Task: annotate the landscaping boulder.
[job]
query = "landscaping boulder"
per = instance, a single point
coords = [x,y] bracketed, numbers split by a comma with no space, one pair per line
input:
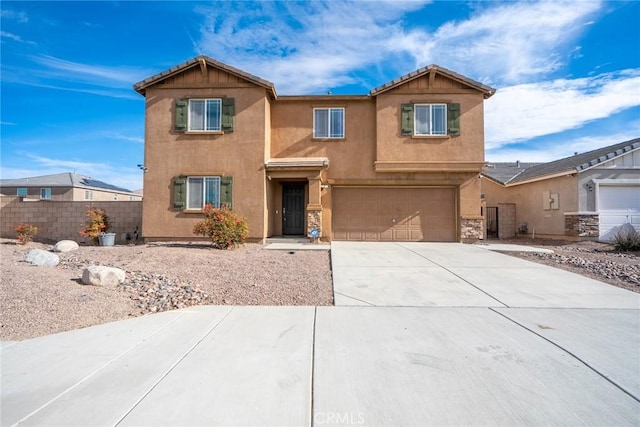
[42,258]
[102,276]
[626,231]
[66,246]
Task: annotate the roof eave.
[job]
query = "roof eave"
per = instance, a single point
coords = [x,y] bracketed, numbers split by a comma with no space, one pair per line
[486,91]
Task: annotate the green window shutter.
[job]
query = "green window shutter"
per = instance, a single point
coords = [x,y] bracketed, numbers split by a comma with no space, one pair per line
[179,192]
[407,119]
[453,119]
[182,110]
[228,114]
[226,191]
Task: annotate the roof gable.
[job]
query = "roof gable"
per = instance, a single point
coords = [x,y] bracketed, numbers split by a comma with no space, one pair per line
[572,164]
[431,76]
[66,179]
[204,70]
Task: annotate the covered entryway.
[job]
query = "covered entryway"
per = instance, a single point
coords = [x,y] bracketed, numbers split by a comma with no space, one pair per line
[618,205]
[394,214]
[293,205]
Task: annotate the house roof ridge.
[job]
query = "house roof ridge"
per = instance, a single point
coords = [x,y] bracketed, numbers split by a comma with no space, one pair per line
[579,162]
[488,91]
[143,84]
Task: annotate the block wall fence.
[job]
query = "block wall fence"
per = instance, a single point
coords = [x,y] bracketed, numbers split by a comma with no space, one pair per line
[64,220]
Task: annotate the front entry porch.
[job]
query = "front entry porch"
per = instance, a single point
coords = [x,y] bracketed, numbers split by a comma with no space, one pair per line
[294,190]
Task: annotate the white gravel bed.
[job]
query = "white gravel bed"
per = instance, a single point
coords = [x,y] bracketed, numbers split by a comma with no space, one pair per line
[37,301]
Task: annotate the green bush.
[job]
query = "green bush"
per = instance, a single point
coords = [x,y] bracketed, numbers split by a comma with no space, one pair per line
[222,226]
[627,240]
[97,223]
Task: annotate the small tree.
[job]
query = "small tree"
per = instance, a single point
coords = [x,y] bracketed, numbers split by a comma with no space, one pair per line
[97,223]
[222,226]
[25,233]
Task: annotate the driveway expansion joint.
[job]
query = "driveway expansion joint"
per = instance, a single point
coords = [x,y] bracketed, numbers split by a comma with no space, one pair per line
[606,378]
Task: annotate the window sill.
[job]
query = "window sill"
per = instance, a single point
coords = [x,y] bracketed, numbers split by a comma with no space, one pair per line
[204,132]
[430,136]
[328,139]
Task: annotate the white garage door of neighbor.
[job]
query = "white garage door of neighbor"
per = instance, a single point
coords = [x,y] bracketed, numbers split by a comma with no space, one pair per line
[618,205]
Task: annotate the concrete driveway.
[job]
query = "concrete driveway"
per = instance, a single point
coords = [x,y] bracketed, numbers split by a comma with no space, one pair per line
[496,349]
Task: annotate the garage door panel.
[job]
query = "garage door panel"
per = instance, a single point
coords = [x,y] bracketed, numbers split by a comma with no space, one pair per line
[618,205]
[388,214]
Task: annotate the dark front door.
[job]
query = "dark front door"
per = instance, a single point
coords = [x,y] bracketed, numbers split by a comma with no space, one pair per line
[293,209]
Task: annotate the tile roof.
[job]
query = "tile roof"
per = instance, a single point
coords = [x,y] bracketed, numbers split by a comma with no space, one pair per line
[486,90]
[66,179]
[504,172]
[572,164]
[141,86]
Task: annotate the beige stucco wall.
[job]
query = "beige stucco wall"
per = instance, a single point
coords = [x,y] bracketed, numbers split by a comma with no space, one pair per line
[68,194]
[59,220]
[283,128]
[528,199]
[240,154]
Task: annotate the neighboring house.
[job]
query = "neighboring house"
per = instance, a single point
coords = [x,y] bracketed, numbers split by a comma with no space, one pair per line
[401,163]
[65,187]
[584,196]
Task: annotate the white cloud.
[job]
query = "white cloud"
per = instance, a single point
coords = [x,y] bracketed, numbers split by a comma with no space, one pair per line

Objective:
Please convert the listing above into a Markdown table with the columns "Row" and "Line", giving each line its own numbered row and skipping blank lines. Leave the pictures out of the table.

Output below:
| Row | Line |
|---|---|
| 1 | Task: annotate the landscaping boulder. |
| 2 | [job] |
| 3 | query = "landscaping boulder" |
| 4 | per = instance, a single point |
| 5 | coords = [x,y] bracketed, numbers split by a comma with no space, one pair per line |
| 6 | input: |
| 7 | [42,258] |
| 8 | [102,276] |
| 9 | [626,231] |
| 10 | [66,246] |
| 11 | Task: annotate the roof eave. |
| 12 | [job] |
| 13 | query = "roof eave" |
| 14 | per = instance, a single point |
| 15 | coords = [x,y] bracketed, numbers split by a comma with no space, one pair per line |
| 16 | [486,91] |
| 17 | Task: annotate the green window shutter. |
| 18 | [job] |
| 19 | query = "green window shutter" |
| 20 | per = instance, a single point |
| 21 | coords = [x,y] bracketed, numbers split by a comma with no space, one pair per line |
| 22 | [179,192] |
| 23 | [407,119] |
| 24 | [453,119] |
| 25 | [182,110] |
| 26 | [228,114] |
| 27 | [226,191] |
| 28 | Task: annotate the roof gable. |
| 29 | [job] |
| 30 | query = "roof gable" |
| 31 | per = instance, a single point |
| 32 | coords = [x,y] bracketed, numbers split by a comma with no space, one pair per line |
| 33 | [572,164] |
| 34 | [431,76] |
| 35 | [66,179] |
| 36 | [204,70] |
| 37 | Task: annotate the covered entryway. |
| 38 | [job] |
| 39 | query = "covered entryway" |
| 40 | per = instance, a single point |
| 41 | coords = [x,y] bracketed, numbers split by a comma with no space, one pair per line |
| 42 | [618,205] |
| 43 | [394,214] |
| 44 | [293,205] |
| 45 | Task: annotate the house roof ridge. |
| 46 | [job] |
| 47 | query = "house roof ridge" |
| 48 | per = instance, a single point |
| 49 | coords = [x,y] bracketed, numbers split by a comma with no space, one pair per line |
| 50 | [579,162] |
| 51 | [488,91] |
| 52 | [143,84] |
| 53 | Task: annotate the block wall fence. |
| 54 | [job] |
| 55 | query = "block wall fence" |
| 56 | per = instance, a single point |
| 57 | coords = [x,y] bracketed, numbers split by a comma with no space, one pair per line |
| 58 | [64,220] |
| 59 | Task: annotate the front entry porch. |
| 60 | [job] |
| 61 | query = "front entry porch" |
| 62 | per = instance, a single point |
| 63 | coords = [x,y] bracketed, numbers split by a comma with no space, one pair per line |
| 64 | [294,190] |
| 65 | Task: annotate the white gravel bed. |
| 66 | [job] |
| 67 | query = "white gravel bed" |
| 68 | per = instance, a single point |
| 69 | coords = [x,y] bracketed, numbers split by a comma with no space, one pair per line |
| 70 | [37,301] |
| 71 | Task: annotate the green bush. |
| 72 | [job] |
| 73 | query = "green bush" |
| 74 | per = instance, a single point |
| 75 | coords = [x,y] bracketed, numbers split by a comma with no space, one pair per line |
| 76 | [222,226] |
| 77 | [627,240] |
| 78 | [97,223] |
| 79 | Task: annotate the small tree. |
| 80 | [job] |
| 81 | query = "small tree" |
| 82 | per = instance, a single point |
| 83 | coords = [x,y] bracketed, numbers split by a comma with no space, one pair per line |
| 84 | [97,223] |
| 85 | [222,226] |
| 86 | [25,233] |
| 87 | Task: annotate the driveway expansion joint. |
| 88 | [job] |
| 89 | query = "driveway expansion joint" |
| 90 | per = instance, a single point |
| 91 | coords = [x,y] bracketed, numbers split by a comma with no space, one pair per line |
| 92 | [606,378] |
| 93 | Task: annotate the window sill. |
| 94 | [job] |
| 95 | query = "window sill" |
| 96 | per = instance, a single point |
| 97 | coords = [x,y] bracketed, numbers split by a comma with no space, one pair per line |
| 98 | [204,132] |
| 99 | [430,136] |
| 100 | [328,139] |
| 101 | Task: annotate the white garage door of neighbor. |
| 102 | [job] |
| 103 | query = "white garage door of neighbor" |
| 104 | per = instance, a single point |
| 105 | coords = [x,y] bracketed, numbers split by a comma with no space, one pair per line |
| 106 | [618,205] |
| 107 | Task: annotate the concrete driveway. |
| 108 | [job] |
| 109 | query = "concrete driveway" |
| 110 | per = instance, a single point |
| 111 | coords = [x,y] bracketed, numbers split by a comma with no space, one pair per line |
| 112 | [496,349] |
| 113 | Task: annotate the garage door panel. |
| 114 | [job] |
| 115 | query = "garage door panel" |
| 116 | per = instance, a single point |
| 117 | coords = [x,y] bracketed, numbers split by a comma with no space, one pair per line |
| 118 | [618,205] |
| 119 | [388,214] |
| 120 | Task: annotate the dark front door. |
| 121 | [job] |
| 122 | query = "dark front door" |
| 123 | per = instance, a single point |
| 124 | coords = [x,y] bracketed, numbers split by a comma with no space, one pair per line |
| 125 | [293,209] |
| 126 | Task: annotate the tile roof. |
| 127 | [job] |
| 128 | query = "tile roof" |
| 129 | per = instance, a single point |
| 130 | coords = [x,y] bracketed, numbers split by a comma with no space, one pair per line |
| 131 | [486,90] |
| 132 | [66,179] |
| 133 | [504,172] |
| 134 | [572,164] |
| 135 | [141,86] |
| 136 | Task: annotate the beige stucco wall. |
| 137 | [job] |
| 138 | query = "beige stucco wall" |
| 139 | per = instance, a single point |
| 140 | coords = [x,y] bracketed, numbers split by a comma with no space, one pair per line |
| 141 | [68,194] |
| 142 | [59,220] |
| 143 | [283,128] |
| 144 | [528,199] |
| 145 | [240,154] |
| 146 | Task: annotate the neighboring house. |
| 147 | [job] |
| 148 | query = "neighboring house" |
| 149 | per = instance, a single point |
| 150 | coords = [x,y] bracketed, numbers split by a comma with no space, one pair per line |
| 151 | [401,163] |
| 152 | [65,187] |
| 153 | [584,196] |
| 154 | Task: annotate the white cloud. |
| 155 | [job] |
| 156 | query = "white cloud" |
| 157 | per = instance, a single point |
| 158 | coords = [x,y] bracketed, numbers split by a comma with no space, one pair per line |